[Text extract]
### **Gaussian Mixture Models for Speaker Identification**
 **Goal:** Use Gaussian Mixture Models to learn and identify different speakers based on their voice feature distributions.

In [39]:
import kagglehub
kongaevans_speaker_recognition_dataset_path = kagglehub.dataset_download('kongaevans/speaker-recognition-dataset')

print('Data source import complete.')

Data source import complete.


In [46]:
import os
import numpy as np
import librosa
from sklearn.mixture import GaussianMixture
from sklearn.model_selection import train_test_split

# Base dataset path
BASE_PATH = "/kaggle/input/speaker-recognition-dataset/16000_pcm_speeches"

# List of speaker folders
speaker_folders = [
    "Benjamin_Netanyau",
    "Jens_Stoltenberg",
    "Julia_Gillard",
    "Magaret_Tarcher",
    "Nelson_Mandela"
]

In [48]:
def extract_features_from_files(files, folder_path):
    features = []
    for file in files:
        file_path = os.path.join(folder_path, file)
        y, sr = librosa.load(file_path, sr=None)
        mfcc = librosa.feature.mfcc(y=y, sr=sr, n_mfcc=13)
        features.append(np.mean(mfcc.T, axis=0))
    return np.vstack(features)

In [49]:
models = {}
test_data = []

# Train a GMM for each speaker
for speaker in speaker_folders:
    folder_path = os.path.join(BASE_PATH, speaker)
    files = [f for f in os.listdir(folder_path) if f.endswith(".wav")]

    train_files, test_files = train_test_split(files, test_size=0.3, random_state=42)

    # Extract training features
    train_features = extract_features_from_files(train_files, folder_path)

    # Train GMM
    gmm = GaussianMixture(n_components=8, covariance_type='diag', n_init=3)
    gmm.fit(train_features)
    models[speaker] = gmm

    # Save test files for evaluation
    for file in test_files:
        test_data.append((os.path.join(folder_path, file), speaker))

In [50]:
# Prediction function
def predict_speaker(file_path):
    y, sr = librosa.load(file_path, sr=None)

[Collected data]

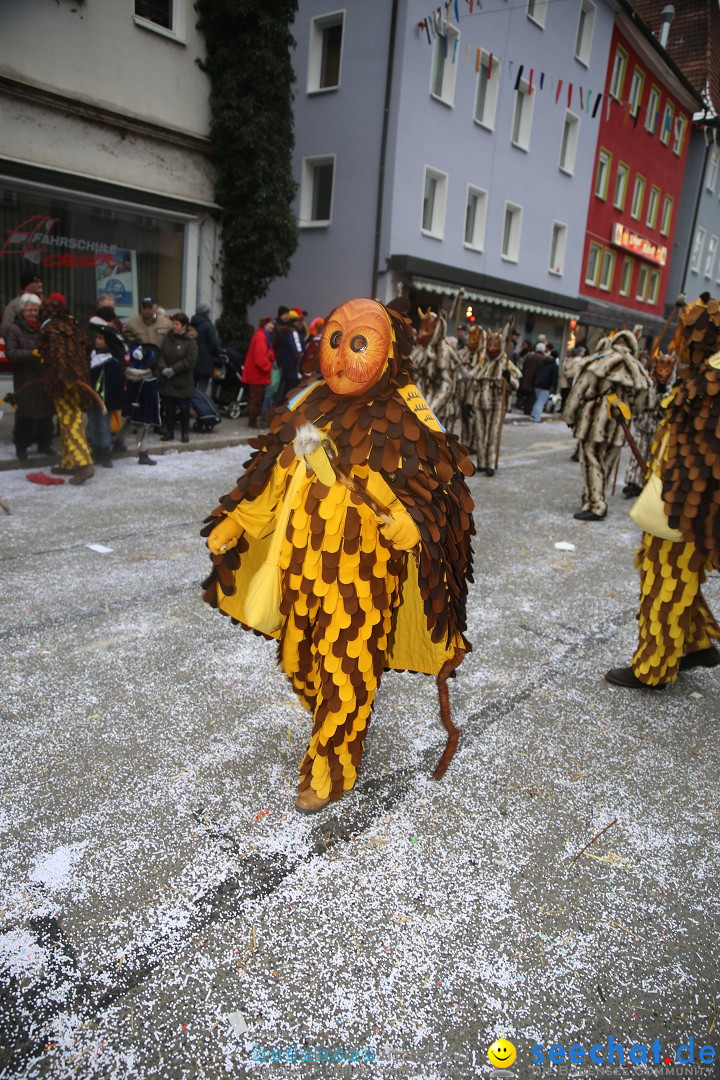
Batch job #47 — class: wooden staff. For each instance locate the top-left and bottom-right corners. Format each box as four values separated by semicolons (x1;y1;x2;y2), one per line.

[Goal] Please write out everything in the speaker identification text from "return np.vstack(features)" down to "folder_path = os.path.join(BASE_PATH, speaker)", word for word.

[The completed task]
return np.vstack(features)

In [49]:
models = {}
test_data = []

# Train a GMM for each speaker
for speaker in speaker_folders:
    folder_path = os.path.join(BASE_PATH, speaker)